[What is expected] In the records below, locate the line containing "Target phrase: white flag pole", then extract it and all following lines exactly, ending with the last line.
• • • • • • •
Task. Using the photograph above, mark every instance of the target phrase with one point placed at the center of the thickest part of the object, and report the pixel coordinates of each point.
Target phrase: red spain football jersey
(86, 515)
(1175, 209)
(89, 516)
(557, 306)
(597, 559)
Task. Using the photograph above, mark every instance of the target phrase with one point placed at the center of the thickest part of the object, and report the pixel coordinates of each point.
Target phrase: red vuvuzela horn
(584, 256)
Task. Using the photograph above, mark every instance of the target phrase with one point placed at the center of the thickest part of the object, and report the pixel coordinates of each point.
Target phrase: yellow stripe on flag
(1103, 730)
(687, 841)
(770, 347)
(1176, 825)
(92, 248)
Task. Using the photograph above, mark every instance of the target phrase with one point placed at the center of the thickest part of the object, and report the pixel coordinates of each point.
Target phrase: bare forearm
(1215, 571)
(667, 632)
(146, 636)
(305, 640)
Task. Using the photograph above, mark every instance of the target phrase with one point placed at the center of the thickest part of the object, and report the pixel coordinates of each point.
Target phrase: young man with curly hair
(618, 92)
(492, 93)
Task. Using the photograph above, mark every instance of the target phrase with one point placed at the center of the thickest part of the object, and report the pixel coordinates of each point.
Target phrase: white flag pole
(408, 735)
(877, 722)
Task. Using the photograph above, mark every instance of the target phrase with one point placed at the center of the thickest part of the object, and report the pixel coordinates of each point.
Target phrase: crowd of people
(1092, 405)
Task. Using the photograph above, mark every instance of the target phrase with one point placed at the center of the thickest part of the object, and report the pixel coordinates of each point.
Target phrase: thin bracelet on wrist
• • • • • • •
[Result of this exercise]
Target phrase: white flag pole
(408, 735)
(877, 722)
Task. Using the photograph above, mark every instance of the target phrase with one point placed at the center of the thickest part of the object, and report the pixel coordinates of each point.
Target phrase: crowd of people
(1092, 405)
Task. Using the photograph above, mark every instance of the target phrase with one point placed at the center of the thickest part of the object, and report the pixel coordinates of each point.
Target phrase: thin bracelet on wrist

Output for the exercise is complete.